Written task> Please return each line of the rows below that contains the string "positive".

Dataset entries
......
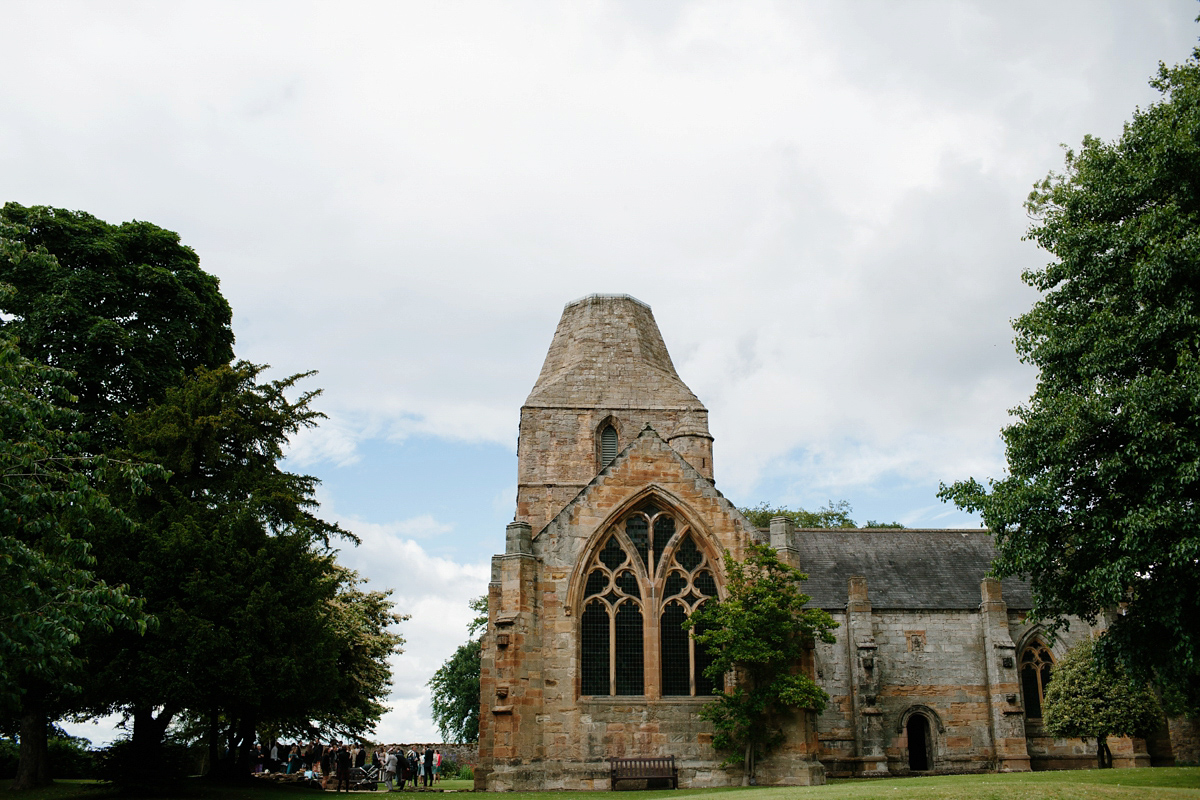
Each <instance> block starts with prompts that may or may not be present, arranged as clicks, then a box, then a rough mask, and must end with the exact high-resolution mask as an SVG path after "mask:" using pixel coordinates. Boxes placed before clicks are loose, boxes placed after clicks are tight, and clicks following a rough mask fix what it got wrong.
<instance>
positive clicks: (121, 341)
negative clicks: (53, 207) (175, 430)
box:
......
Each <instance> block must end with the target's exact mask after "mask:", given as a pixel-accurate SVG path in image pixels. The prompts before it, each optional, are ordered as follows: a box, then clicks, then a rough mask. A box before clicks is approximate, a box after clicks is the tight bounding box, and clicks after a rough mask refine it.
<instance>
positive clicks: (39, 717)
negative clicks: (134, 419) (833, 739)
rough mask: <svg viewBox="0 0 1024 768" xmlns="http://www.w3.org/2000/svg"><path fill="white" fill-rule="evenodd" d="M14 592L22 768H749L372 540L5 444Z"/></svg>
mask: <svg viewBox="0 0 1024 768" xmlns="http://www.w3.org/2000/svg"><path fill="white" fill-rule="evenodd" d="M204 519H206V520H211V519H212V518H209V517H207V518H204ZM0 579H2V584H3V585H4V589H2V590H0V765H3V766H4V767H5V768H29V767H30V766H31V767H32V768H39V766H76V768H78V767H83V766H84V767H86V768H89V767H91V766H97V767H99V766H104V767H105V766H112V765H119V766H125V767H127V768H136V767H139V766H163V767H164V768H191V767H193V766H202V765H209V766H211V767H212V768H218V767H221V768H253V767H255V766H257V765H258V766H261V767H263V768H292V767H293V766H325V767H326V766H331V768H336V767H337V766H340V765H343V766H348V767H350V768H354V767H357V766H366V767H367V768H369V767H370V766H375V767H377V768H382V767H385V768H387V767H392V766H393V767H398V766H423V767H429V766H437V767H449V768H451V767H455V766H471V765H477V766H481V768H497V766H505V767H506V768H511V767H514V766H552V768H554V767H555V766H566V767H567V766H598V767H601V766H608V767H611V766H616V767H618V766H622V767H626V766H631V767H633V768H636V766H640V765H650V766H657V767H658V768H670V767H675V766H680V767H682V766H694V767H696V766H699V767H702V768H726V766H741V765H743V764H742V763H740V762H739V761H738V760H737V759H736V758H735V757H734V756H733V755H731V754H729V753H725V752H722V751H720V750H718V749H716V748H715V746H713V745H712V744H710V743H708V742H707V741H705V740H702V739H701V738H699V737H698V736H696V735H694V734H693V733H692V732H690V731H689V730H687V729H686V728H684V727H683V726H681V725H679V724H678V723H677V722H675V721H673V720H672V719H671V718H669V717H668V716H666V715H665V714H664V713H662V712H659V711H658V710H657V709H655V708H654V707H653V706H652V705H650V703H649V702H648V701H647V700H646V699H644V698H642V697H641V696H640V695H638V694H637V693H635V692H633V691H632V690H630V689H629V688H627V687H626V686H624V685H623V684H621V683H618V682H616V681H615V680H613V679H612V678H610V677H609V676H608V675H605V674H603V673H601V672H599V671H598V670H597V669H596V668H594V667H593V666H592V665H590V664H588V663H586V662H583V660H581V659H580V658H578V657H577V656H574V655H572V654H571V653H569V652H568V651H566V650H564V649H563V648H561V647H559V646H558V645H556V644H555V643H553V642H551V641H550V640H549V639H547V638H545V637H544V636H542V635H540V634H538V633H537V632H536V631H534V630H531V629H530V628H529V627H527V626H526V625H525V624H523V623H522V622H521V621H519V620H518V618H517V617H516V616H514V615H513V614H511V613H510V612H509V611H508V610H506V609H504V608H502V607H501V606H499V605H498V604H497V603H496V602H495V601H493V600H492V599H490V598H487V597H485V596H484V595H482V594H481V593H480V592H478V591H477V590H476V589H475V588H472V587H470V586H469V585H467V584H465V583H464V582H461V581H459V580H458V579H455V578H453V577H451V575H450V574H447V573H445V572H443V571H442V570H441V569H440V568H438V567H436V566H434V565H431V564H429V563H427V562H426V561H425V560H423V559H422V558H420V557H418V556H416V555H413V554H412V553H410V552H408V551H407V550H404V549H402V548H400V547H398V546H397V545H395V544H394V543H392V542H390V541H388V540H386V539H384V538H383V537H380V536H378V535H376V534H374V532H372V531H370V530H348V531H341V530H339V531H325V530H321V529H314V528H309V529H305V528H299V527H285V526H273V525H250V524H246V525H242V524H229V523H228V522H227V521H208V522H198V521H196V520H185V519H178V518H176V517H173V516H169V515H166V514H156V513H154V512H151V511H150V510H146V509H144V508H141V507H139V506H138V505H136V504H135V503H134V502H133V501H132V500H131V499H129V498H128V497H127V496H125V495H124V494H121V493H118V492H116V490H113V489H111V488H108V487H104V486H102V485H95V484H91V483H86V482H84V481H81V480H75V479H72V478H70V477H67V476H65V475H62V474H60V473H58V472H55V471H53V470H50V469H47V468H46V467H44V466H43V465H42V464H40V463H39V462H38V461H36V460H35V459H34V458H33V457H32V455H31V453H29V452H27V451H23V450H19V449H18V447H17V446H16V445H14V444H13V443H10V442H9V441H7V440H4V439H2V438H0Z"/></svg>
......
Answer to the exercise>
positive clicks: (121, 341)
positive clicks: (39, 717)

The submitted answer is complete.